Source passage:
....................
Vicuna is an LLM chatbot with impressive quality. It is trained using SkyPilot on cloud spot instances, with a cost of ~$300.
Install the latest SkyPilot:
pip install git+https://github.com/skypilot-org/skypilot.git
sky check
Clone the Vicuna repo to get the SkyPilot YAMLs for finetuning:
git clone https://github.com/lm-sys/FastChat.git
cd FastChat
Currently, training requires GPUs with 80GB memory. See sky show-gpus --all
for supported GPUs.
To train on 8 A100 GPUs (80GB memory) using spot instances:
# Launch it on managed spot to save 3x cost
sky spot launch -n vicuna scripts/train-vicuna.yaml --env WANDB_API_KEY
# Train a 7B model instead of the default 13B
sky spot launch -n vicuna-7b scripts/train-vicuna.yaml --env WANDB_API_KEY --env MODEL_SIZE=7
# Use *unmanaged* spot instances (i.e., preemptions won't get auto-recovered).
# Unmanaged spot saves the cost of a small controller VM. We recommend using managed spot as above.
sky launch -n vicunab scripts/train-vicuna.yaml --env WANDB_API_KEY
Currently, such A100-80GB:8
spot instances are only available on GCP.
To use on-demand A100-80GB:8
instances, which are currently available on Lambda Cloud, Azure, and GCP:
sky launch -c vicuna -s scripts/train-vicuna.yaml --env WANDB_API_KEY --no-use-spot
Q: I see some bucket permission errors sky.exceptions.StorageBucketGetError
when running the above:
...
sky.exceptions.StorageBucketGetError: Failed to connect to an existing bucket 'model-weights'.
Please check if:
1. the bucket name is taken and/or
2. the bucket permissions are not setup correctly. To debug, consider using gsutil ls gs://model-weights.
A: The YAML files hard-coded names for existing buckets which are not public. Replace those bucket names (see # Change to your own bucket
) with some unique names, and rerun the commands. New private buckets will be automatically created under your cloud account.
....................
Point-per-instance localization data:
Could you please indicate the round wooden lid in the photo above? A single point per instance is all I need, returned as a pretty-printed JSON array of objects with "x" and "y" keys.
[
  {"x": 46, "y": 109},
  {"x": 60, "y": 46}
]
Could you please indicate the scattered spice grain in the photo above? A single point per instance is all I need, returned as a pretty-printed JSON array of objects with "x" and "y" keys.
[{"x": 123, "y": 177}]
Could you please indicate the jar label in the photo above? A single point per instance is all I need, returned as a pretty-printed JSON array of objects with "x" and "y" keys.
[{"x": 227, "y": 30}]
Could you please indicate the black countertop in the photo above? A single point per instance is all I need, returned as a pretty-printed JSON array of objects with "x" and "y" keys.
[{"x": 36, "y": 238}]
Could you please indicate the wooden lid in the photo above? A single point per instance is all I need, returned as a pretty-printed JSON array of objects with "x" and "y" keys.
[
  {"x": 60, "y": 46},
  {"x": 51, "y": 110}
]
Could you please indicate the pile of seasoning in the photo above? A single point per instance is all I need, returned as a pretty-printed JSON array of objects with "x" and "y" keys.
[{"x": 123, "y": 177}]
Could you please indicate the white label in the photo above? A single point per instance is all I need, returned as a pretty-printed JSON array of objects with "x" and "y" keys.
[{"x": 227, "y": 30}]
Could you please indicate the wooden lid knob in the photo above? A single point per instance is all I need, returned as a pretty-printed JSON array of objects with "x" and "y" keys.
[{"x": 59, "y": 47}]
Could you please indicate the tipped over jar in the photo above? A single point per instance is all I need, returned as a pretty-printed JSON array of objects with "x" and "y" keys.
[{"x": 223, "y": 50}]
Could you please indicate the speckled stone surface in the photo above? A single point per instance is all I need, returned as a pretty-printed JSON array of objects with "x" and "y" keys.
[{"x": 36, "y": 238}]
....................
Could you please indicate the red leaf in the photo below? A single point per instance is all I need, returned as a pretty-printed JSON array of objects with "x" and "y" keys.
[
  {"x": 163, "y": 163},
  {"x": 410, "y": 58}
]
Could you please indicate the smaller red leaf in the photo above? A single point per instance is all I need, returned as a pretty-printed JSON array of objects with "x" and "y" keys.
....................
Exercises:
a) According to the Vicuna training guide, on which cloud are A100-80GB:8 spot instances currently available?
b) Reproduce the passage of the Vicuna training guide starting at "# Unmanaged spot" and ending at "available on GCP.".
c) Name every cloud that the Vicuna training guide lists as currently offering on-demand A100-80GB:8 instances.

Expected results:
a) GCP

b)
# Unmanaged spot saves the cost of a small controller VM. We recommend using managed spot as above.
sky launch -n vicunab scripts/train-vicuna.yaml --env WANDB_API_KEY
Currently, such A100-80GB:8
spot instances are only available on GCP.

c) Lambda Cloud, Azure, GCP